▸ **EXERCISE DATA**:
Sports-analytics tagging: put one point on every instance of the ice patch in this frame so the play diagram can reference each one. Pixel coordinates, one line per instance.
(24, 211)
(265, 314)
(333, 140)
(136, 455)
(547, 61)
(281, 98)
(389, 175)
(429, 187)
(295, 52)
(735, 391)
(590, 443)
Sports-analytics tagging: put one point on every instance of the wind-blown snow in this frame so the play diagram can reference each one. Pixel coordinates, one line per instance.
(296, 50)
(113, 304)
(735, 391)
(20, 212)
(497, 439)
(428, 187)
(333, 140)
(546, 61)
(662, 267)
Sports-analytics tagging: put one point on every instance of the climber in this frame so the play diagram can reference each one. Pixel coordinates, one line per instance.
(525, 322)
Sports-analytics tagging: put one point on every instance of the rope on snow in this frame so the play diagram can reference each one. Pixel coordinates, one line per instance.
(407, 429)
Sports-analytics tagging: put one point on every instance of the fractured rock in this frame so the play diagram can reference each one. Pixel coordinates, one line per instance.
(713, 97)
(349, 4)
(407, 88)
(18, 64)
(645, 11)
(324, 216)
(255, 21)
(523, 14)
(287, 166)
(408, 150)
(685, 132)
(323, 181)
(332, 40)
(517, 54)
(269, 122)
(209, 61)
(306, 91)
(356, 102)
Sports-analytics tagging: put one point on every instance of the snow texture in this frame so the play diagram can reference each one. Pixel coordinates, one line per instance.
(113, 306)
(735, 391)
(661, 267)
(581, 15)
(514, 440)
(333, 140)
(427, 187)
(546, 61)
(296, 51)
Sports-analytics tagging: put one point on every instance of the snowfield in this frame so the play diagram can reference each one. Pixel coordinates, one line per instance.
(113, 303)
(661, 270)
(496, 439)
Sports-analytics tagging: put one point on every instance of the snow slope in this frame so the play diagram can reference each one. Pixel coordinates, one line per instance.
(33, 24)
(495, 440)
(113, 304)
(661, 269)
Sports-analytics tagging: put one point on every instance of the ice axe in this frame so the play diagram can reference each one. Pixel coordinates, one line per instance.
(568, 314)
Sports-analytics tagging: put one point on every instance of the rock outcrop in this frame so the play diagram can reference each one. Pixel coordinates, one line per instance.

▸ **TO DO**: Every line from the one containing "the snow slope" through the last line above should be retyped exactly; no other lines are wanted.

▸ **ANSWER TO THIS PROBLEM**:
Sports-analytics tagging: put one point on every instance of the snow slope in this frame so the play diagram can reference each one. Pixel coordinates, one line per instance.
(33, 24)
(495, 440)
(113, 304)
(661, 269)
Sports-analytics tagging: put one point on every instance of the ice axe in this frame so the play diagram can reference each one. Pixel coordinates, one line per instance.
(568, 314)
Sports-analytics tagging: put one point on every instance of the rock outcrop in this frame so the play diagram can reference each one. Pixel coordinates, one line per instance.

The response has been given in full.